[Some records]
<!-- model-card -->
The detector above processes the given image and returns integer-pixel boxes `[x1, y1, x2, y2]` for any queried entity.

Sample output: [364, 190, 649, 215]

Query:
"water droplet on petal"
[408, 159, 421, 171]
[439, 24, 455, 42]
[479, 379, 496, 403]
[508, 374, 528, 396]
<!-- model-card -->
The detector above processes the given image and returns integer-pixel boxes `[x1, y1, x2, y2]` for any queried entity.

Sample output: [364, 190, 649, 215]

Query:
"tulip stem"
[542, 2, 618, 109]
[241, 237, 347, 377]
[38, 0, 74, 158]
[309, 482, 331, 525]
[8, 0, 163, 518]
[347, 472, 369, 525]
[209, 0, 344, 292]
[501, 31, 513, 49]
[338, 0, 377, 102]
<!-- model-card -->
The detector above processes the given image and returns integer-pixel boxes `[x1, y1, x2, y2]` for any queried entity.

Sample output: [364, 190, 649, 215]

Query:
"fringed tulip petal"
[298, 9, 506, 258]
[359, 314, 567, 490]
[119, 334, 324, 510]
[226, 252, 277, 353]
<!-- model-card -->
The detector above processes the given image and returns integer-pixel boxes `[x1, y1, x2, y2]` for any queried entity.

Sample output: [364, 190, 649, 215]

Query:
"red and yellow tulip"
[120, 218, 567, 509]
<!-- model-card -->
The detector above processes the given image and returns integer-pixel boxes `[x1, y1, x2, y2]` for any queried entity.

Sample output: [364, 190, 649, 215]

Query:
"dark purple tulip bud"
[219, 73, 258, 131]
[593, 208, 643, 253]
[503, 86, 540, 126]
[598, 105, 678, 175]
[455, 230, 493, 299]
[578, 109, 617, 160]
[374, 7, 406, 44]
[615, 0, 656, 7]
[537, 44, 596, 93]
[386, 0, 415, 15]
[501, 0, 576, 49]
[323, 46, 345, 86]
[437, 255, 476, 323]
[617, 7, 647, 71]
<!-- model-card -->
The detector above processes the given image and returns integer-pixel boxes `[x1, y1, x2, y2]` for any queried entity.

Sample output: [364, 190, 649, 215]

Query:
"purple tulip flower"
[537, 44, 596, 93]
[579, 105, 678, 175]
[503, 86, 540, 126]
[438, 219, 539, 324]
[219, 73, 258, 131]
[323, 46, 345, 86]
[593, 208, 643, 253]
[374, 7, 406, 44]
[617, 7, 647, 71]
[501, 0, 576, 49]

*WORK INSTRUCTIONS*:
Please rewrite every line of the entries above as a numbered list, leaving out the blank lines.

*TASK OUTPUT*:
1. <!-- model-card -->
2. The detector above processes the given image and returns integer-pixel boxes `[x1, y1, x2, y2]` for any queried entity.
3. Sample output: [364, 190, 649, 215]
4. Query:
5. "water droplet on petal"
6. [408, 159, 421, 171]
7. [439, 24, 455, 42]
8. [479, 379, 496, 403]
9. [508, 374, 528, 396]
10. <!-- model-card -->
11. The detector above processes the given image and returns integer-pixel boxes `[x1, y1, x2, y2]` for any queried entity.
12. Sample output: [364, 190, 649, 215]
13. Query:
14. "tulip stem"
15. [542, 2, 618, 109]
16. [241, 237, 347, 377]
17. [38, 0, 74, 158]
18. [309, 482, 331, 525]
19. [8, 0, 163, 518]
20. [347, 472, 369, 525]
21. [209, 0, 344, 292]
22. [501, 31, 513, 49]
23. [338, 0, 377, 102]
24. <!-- model-card -->
25. The detector above processes the given image and returns integer-pixel boxes `[x1, y1, x2, y2]` for any queried entity.
26. Sample output: [364, 190, 649, 215]
27. Query:
28. "fringed tulip petal"
29. [298, 9, 506, 258]
30. [359, 314, 567, 490]
31. [119, 334, 324, 510]
32. [226, 252, 277, 353]
33. <!-- model-card -->
34. The detector above processes the given image and returns integer-pixel boxes `[x1, y1, x2, y2]` for any queried entity.
35. Sample output: [364, 190, 649, 215]
36. Query:
37. "red and yellow tulip"
38. [120, 218, 567, 509]
39. <!-- model-card -->
40. The detector above processes the given image and returns integer-pixel boxes `[x1, y1, x2, y2]` for any queried entity.
41. Sample output: [364, 190, 649, 215]
42. Query:
43. "dark purple tulip bud"
44. [219, 73, 258, 131]
45. [593, 208, 643, 253]
46. [503, 86, 540, 126]
47. [598, 105, 678, 175]
48. [455, 230, 493, 299]
49. [578, 109, 617, 160]
50. [374, 7, 406, 44]
51. [615, 0, 656, 7]
52. [537, 44, 596, 93]
53. [386, 0, 415, 15]
54. [501, 0, 576, 49]
55. [323, 46, 345, 86]
56. [437, 255, 476, 323]
57. [617, 7, 647, 71]
58. <!-- model-card -->
59. The detector above processes the given image and returns integer-pixel boxes `[x1, y1, x2, y2]` for any queried entity.
60. Sample output: [364, 190, 649, 215]
61. Query:
62. "purple tulip flower"
63. [537, 44, 596, 93]
64. [579, 105, 678, 175]
65. [503, 86, 540, 126]
66. [438, 219, 539, 324]
67. [219, 73, 258, 131]
68. [323, 46, 345, 86]
69. [593, 208, 643, 253]
70. [374, 7, 406, 44]
71. [617, 7, 647, 71]
72. [501, 0, 576, 49]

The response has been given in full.